# WHAT IS NEEDED
Output the data below in full, character for character.

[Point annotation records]
......

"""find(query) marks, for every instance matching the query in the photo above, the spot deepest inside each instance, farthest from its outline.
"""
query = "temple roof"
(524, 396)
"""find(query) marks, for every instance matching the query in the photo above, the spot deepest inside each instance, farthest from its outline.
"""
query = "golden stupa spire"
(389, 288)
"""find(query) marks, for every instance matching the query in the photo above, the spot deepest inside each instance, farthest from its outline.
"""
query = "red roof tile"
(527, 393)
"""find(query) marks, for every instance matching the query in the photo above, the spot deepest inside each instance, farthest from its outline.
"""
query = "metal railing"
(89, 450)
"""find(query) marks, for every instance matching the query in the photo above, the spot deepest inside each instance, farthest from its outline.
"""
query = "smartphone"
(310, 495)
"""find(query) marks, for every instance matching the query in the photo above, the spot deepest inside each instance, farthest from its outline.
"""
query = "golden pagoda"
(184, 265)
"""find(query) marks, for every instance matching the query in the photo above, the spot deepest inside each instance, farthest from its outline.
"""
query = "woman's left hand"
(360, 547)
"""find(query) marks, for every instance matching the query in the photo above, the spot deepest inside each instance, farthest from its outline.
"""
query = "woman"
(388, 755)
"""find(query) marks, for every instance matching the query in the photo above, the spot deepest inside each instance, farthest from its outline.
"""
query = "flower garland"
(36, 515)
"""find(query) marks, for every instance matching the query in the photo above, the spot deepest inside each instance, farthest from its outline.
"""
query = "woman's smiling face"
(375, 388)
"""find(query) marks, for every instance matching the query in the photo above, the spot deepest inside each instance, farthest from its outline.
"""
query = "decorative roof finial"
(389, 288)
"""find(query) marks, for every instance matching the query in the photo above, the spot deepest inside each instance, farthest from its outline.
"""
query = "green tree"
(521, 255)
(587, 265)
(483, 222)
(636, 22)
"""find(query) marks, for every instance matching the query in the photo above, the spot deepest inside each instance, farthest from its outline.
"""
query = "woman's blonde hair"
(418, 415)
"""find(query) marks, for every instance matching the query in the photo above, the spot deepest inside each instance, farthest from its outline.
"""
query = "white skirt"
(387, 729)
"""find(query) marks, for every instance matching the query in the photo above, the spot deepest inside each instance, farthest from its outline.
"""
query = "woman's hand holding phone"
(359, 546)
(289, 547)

......

# ANSWER TO THE EXERCISE
"""find(query) marks, for every instance matching the query in the photo above, the spot deepest inside each instance, farthest from its outline.
"""
query = "temple roof"
(524, 396)
"""find(query) marks, for every instance matching the query in the photo above, the spot deepest inside each instance, farthest from its outline.
"""
query = "golden stupa spire"
(389, 288)
"""find(query) marks, for every instance matching the query in the photo above, the spot deepest inside each instance, farthest from its outline.
"""
query = "red roof tile"
(527, 393)
"""find(query) marks, for every instance matching the query in the photo above, the spot deepest inside each instance, farthest from its outline.
"""
query = "metal railing"
(89, 450)
"""find(query) marks, for every instance matching the query in the photo above, the spot deepest inside each instance, farthest from its outline.
"""
query = "smartphone"
(310, 495)
"""find(query) marks, for every instance matching the query in the photo above, the spot deepest inside each instance, farthest from its outline.
"""
query = "golden pagoda"
(184, 265)
"""find(query) marks, for every instance matching the query in the photo above, the spot deepest inside each instance, farthest from its outline.
"""
query = "woman's left hand"
(360, 547)
"""find(query) marks, for every instance matching the query in the photo above, the spot deepest inside each instance, farthest from its outline.
"""
query = "woman"
(388, 755)
"""find(query) marks, for every instance matching the query in the photo above, the spot deepest inside each instance, farthest from its outline.
"""
query = "flower garland"
(36, 515)
"""find(query) marks, for every instance matching the query in the photo above, the spot deepest inside each instance, farthest from its outline.
"""
query = "woman's smiling face"
(375, 388)
"""find(query) marks, for every instance matching the query in the photo above, the spot deepest inside each instance, farthest from its outline.
"""
query = "decorative roof finial"
(389, 288)
"""find(query) marks, for every instance matching the query in the photo above, the spot deepest inside each instance, farthest from its outline.
"""
query = "green tree"
(521, 255)
(587, 265)
(483, 222)
(636, 22)
"""find(query) marks, for every instance matching the query in the photo above, the spot deepest inside each instance, farthest from its outline.
"""
query = "woman's blonde hair"
(418, 415)
"""find(query) marks, for every instance matching the query in the photo above, the spot deepest inside each instance, farthest from its outline.
"""
query = "white skirt"
(387, 729)
"""find(query) marks, for every instance matching the query in the photo above, the spot deepest inside each instance, farthest from its outline.
"""
query = "woman's hand holding phone"
(359, 546)
(289, 547)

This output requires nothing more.